WHAT TO DO
Copy the rows below word for word, starting at the line containing "Guideline: for every instance of the insulated" and continuing through the last row, with both ends included.
....................
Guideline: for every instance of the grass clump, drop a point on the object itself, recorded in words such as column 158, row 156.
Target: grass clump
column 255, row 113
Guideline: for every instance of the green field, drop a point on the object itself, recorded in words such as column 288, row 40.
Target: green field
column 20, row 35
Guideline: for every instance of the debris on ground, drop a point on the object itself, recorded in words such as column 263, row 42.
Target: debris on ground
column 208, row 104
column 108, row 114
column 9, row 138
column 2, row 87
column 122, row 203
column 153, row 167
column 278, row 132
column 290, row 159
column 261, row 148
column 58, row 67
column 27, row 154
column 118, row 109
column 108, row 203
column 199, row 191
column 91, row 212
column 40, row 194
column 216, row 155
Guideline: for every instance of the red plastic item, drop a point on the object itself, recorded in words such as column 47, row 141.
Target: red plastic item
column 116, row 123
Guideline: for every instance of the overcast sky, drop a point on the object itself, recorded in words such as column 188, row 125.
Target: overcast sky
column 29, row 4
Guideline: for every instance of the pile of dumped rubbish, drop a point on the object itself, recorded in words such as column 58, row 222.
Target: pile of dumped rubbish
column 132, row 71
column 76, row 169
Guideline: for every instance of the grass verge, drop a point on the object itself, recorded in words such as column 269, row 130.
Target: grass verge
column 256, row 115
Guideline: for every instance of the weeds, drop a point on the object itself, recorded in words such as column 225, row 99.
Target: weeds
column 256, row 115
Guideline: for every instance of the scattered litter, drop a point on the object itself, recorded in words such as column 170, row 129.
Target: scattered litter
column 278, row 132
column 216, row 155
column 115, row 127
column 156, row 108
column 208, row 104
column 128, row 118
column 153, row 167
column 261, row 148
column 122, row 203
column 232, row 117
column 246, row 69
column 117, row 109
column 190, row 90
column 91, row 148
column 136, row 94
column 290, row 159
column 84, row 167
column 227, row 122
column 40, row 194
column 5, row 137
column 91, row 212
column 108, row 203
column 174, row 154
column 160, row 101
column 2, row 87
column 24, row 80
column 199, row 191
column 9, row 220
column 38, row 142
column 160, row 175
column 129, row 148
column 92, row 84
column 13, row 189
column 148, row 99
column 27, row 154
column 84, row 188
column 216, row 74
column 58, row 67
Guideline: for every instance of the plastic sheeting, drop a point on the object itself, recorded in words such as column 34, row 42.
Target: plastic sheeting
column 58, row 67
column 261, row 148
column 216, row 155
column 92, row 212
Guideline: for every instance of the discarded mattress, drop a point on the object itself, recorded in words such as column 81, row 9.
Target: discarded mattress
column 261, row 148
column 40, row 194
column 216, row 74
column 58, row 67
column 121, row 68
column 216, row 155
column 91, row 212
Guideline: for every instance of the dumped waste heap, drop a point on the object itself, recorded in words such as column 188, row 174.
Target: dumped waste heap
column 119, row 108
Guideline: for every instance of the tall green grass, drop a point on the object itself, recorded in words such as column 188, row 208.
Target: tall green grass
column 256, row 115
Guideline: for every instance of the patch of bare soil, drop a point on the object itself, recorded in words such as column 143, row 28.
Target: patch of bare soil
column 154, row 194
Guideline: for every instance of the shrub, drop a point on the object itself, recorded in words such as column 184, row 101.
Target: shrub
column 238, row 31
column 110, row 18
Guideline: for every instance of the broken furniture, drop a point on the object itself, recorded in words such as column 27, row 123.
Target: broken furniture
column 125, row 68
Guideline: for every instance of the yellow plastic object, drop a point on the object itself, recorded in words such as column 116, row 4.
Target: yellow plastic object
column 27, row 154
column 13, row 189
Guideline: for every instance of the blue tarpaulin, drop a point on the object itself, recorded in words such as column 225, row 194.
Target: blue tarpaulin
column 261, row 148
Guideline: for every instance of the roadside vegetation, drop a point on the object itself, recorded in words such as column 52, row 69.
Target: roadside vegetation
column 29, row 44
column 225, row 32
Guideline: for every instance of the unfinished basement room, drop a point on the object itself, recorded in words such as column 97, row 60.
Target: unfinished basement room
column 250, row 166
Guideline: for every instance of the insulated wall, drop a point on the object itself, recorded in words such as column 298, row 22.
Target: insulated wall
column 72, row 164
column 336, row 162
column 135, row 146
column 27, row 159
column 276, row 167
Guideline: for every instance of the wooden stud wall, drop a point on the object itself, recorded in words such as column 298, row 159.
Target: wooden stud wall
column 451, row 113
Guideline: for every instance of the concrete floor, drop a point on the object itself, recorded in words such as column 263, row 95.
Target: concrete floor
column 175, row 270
....................
FULL RESPONSE
Guideline: for every instance of the insulated wall, drop a point on the object itself, recorded in words such as column 298, row 22.
Target: insulated wall
column 72, row 164
column 336, row 162
column 135, row 146
column 27, row 159
column 276, row 167
Guideline: for every instance of the wooden stud wall, drop a point on the object itself, recorded in words such as column 298, row 159.
Target: wooden stud wall
column 451, row 113
Guideline: for every instance of the concrete floor, drop a point on the object itself, recorded in words such as column 263, row 95.
Target: concrete floor
column 175, row 270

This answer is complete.